To-do list:
• 1. According to the election commentary, what lead did Flavell hold in Monday's Maori TV poll of the Waiariki electorate?
• 2. Reproduce the election commentary between "Meanwhile, there was" and "behind on 17%.", inclusive.
• 3. Shorten the election commentary's paragraph that begins "Meanwhile, there was further bad news in the Waiariki electorate" into a brief list that keeps its main facts.

Text extract:
____________

Things weren’t helped by Pam Corkery and Kim Dotcom turning the campaign launch into a farce, with Corkery’s “Puffed up little shit” soundbite and Dotcom’s run from journalists leading the headlines. In fact, since the launch, television media coverage of Internet Mana has almost inevitably involved a replay or two of Corkery’s least finest hour. Unfortunately for Internet Mana, Pam Corkery swearing at journalists doesn’t look badass or anti-authoritarian; it simply looks like a mad woman who lost control. Nobody likes supporting an embarrassment…

And of course the latest debacle was Mana Party candidate Georgina Beyer lambasting Kim Dotcom and his motives:

”I just have a sense that he’s using his power and position to seek retribution on people who have done him wrong. Should our political system really be manipulated in this way? The most telling thing was spending three hours on the ferry crossing with him. Really, I found him to be a distant person who was always utterly consumed in his iPad.”

In terms of the most recent polls, there’s been a sudden slump. None of the last three major polls had Internet Mana above 2%: 1.6% in the Colmar Brunton, 1% in yesterday’s Roy Morgan, and 1.7% in last night’s Reid Research.

Meanwhile, there was further bad news in the Waiariki electorate. After so much talk about Annette Sykes level-pegging with Te Ururoa Flavell and being in a strong position to win, Monday’s Maori TV poll of the electorate showed Flavell holding a 29% lead, with Flavell on 50%, Sykes on just 21% and the Labour candidate Rawiri Waititi not far behind on 17%.

With just 16 days to the election, it’s a bad time for the mojo to be lost…

No surprises in Te Tai Tonga poll

Native Affairs promised, prior to the election campaign, that they’d be polling all seven Maori seats this election. On Monday they released their results for the Te Tai Tonga electorate, currently held by Labour’s Rino Tirikatene. Unsurprisingly, Labour has a healthy lead in both the party and electorate vote.

In the party vote, the results were:

  • Labour – 43%
  • National – 17%
  • Maori Party – 16%
  • Greens – 10%
  • NZ First – 8%
  • Internet Mana – 6%

Meanwhile, the electorate vote results were:

  • Labour (Rino Tirikatene) – 48%
  • Maori Party (Ngaire Button) – 17%
  • Greens (Dora Langsbury) – 9%
  • Mana (Georgina Beyer) – 9%

In terms of the electorate vote, that’s a large swing against the Maori Party candidate (15%), but last election the Maori Party had gone into the campaign holding the seat, giving the party the benefit of incumbency. With a new candidate, the Maori Party has now well and truly lost their grip on the seat.

____________

Items from a dataset
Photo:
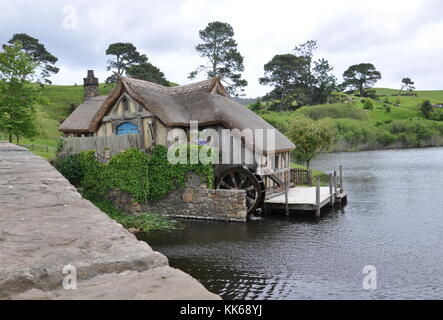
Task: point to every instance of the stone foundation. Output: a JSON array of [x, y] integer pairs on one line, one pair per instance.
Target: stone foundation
[[194, 201]]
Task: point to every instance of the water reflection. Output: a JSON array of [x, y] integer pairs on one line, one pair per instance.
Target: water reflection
[[394, 221]]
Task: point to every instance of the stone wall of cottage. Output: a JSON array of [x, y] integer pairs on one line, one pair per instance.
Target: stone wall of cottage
[[193, 201]]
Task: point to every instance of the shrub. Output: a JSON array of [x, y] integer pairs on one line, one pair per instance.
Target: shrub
[[367, 104], [133, 172], [336, 110], [69, 167], [426, 109]]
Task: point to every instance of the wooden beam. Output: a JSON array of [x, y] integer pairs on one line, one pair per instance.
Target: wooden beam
[[317, 198], [341, 179]]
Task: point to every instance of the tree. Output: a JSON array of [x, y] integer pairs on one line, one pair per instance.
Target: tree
[[17, 95], [45, 61], [283, 73], [126, 55], [298, 78], [224, 59], [426, 109], [408, 84], [361, 77], [317, 79], [148, 72], [310, 138]]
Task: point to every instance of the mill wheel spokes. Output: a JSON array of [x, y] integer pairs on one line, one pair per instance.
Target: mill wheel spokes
[[243, 178]]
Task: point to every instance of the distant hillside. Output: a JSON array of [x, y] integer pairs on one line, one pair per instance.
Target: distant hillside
[[436, 96], [245, 101], [60, 98]]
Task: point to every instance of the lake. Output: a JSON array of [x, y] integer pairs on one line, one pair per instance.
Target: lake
[[393, 221]]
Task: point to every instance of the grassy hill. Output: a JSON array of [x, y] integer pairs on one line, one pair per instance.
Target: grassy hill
[[61, 98], [358, 128]]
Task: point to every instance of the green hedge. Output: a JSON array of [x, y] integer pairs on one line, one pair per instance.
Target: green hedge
[[133, 172]]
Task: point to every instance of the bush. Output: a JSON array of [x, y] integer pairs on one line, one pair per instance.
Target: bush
[[426, 109], [367, 104], [336, 110], [69, 167]]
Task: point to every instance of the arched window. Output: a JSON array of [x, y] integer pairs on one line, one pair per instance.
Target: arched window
[[127, 128]]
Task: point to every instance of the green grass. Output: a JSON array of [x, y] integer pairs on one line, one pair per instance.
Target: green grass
[[324, 177], [141, 223], [60, 98], [393, 122]]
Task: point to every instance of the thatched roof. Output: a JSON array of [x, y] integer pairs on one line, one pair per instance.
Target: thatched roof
[[206, 102], [80, 119]]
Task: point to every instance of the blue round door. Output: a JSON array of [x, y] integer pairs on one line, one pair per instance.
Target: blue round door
[[127, 128]]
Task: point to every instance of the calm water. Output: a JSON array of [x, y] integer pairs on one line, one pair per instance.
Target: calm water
[[393, 220]]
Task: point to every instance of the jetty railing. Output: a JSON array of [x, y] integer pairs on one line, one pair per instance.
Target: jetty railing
[[301, 177], [100, 144]]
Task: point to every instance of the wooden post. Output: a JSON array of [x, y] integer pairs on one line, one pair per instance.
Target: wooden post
[[331, 194], [341, 179], [286, 195], [335, 182], [317, 197]]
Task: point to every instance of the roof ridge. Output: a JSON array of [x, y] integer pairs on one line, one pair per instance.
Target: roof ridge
[[183, 89]]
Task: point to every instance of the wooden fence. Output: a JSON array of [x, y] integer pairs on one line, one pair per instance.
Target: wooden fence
[[100, 144]]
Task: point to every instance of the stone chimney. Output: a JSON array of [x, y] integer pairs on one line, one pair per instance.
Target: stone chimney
[[90, 84]]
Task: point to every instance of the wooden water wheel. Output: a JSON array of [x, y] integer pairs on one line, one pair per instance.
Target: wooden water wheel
[[244, 178]]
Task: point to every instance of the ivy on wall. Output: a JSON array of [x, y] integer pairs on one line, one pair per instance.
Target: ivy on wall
[[132, 171]]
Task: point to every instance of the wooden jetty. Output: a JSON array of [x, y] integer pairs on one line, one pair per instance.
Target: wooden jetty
[[310, 198]]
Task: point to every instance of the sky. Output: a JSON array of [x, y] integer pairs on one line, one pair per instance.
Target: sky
[[401, 38]]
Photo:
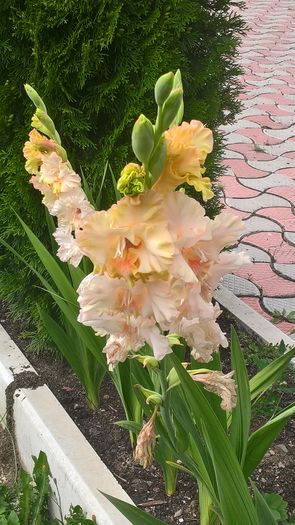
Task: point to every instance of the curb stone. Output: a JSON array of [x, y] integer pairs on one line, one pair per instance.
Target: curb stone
[[39, 422], [263, 330]]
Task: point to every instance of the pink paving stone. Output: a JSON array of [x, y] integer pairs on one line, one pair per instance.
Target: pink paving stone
[[249, 151], [254, 303], [263, 276], [242, 170], [289, 172], [274, 244], [240, 213], [232, 188], [265, 121], [283, 216], [274, 110], [290, 154], [258, 136], [279, 99], [288, 192]]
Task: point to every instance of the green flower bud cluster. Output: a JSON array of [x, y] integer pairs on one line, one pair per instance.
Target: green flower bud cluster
[[132, 180], [41, 120], [148, 141]]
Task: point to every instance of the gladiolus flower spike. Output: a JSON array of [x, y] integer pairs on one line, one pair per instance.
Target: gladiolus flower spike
[[156, 257]]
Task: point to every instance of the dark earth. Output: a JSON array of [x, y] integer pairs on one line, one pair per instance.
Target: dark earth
[[145, 487]]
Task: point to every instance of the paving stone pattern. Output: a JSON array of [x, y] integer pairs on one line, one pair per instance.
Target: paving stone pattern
[[259, 183]]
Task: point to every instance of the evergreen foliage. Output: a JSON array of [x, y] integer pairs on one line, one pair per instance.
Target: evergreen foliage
[[95, 63]]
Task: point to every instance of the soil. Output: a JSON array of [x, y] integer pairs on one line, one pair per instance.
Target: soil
[[8, 465], [145, 487]]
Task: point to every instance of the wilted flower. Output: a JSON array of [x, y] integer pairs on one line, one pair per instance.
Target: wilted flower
[[144, 451], [35, 148], [221, 384], [187, 148], [131, 181]]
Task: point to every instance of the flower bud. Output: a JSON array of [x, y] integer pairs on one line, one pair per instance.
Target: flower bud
[[144, 451], [143, 139], [132, 180], [146, 360], [35, 98], [171, 107], [163, 88], [151, 396], [158, 159], [43, 123]]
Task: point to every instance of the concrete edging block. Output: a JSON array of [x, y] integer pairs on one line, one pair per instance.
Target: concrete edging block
[[254, 323], [41, 423]]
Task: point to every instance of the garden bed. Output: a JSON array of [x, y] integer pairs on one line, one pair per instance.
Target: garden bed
[[145, 487]]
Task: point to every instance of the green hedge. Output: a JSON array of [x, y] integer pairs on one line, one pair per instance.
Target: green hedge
[[95, 63]]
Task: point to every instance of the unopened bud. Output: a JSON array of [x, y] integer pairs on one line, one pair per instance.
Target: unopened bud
[[43, 123], [143, 139], [144, 451], [158, 159], [146, 360], [151, 396], [163, 88], [35, 97], [132, 180], [171, 107]]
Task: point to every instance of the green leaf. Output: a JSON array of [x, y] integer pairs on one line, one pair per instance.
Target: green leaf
[[261, 440], [133, 514], [277, 504], [236, 505], [13, 519], [241, 415], [129, 425], [271, 373], [265, 515]]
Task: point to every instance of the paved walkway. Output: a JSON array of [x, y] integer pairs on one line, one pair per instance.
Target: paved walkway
[[260, 156]]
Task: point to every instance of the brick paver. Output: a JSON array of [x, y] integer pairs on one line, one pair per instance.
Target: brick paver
[[260, 157]]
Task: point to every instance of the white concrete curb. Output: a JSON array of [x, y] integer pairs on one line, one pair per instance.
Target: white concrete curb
[[251, 321], [41, 423]]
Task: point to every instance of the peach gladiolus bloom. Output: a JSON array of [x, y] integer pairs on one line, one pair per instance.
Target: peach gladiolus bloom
[[187, 148], [130, 239], [34, 149]]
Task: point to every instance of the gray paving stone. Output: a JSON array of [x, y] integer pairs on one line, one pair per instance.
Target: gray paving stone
[[283, 119], [240, 286], [263, 183], [279, 303], [255, 101], [255, 203], [288, 107], [261, 224], [236, 138], [267, 82], [262, 91], [239, 124], [229, 154], [272, 165], [256, 254], [290, 236], [286, 269], [251, 112]]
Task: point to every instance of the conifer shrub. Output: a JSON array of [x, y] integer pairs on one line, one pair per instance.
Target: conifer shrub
[[95, 65]]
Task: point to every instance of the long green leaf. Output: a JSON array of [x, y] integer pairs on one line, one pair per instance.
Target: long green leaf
[[241, 415], [271, 373], [64, 343], [235, 502], [50, 264], [133, 514], [264, 513], [261, 440], [85, 333]]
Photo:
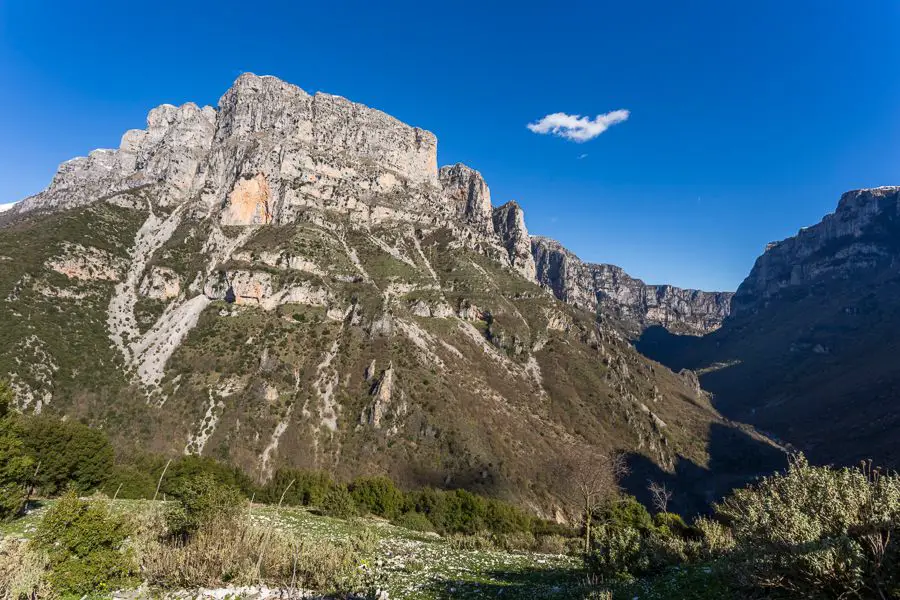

____________

Solutions below:
• 1. A 29% lead.

• 2.
Meanwhile, there was further bad news in the Waiariki electorate. After so much talk about Annette Sykes level-pegging with Te Ururoa Flavell and being in a strong position to win, Monday’s Maori TV poll of the electorate showed Flavell holding a 29% lead, with Flavell on 50%, Sykes on just 21% and the Labour candidate Rawiri Waititi not far behind on 17%.

• 3.
- Annette Sykes had been talked about as level-pegging with Te Ururoa Flavell in Waiariki.
- Monday's Maori TV poll put Flavell 29% ahead.
- Results: Flavell 50%, Sykes 21%, Labour's Rawiri Waititi 17%.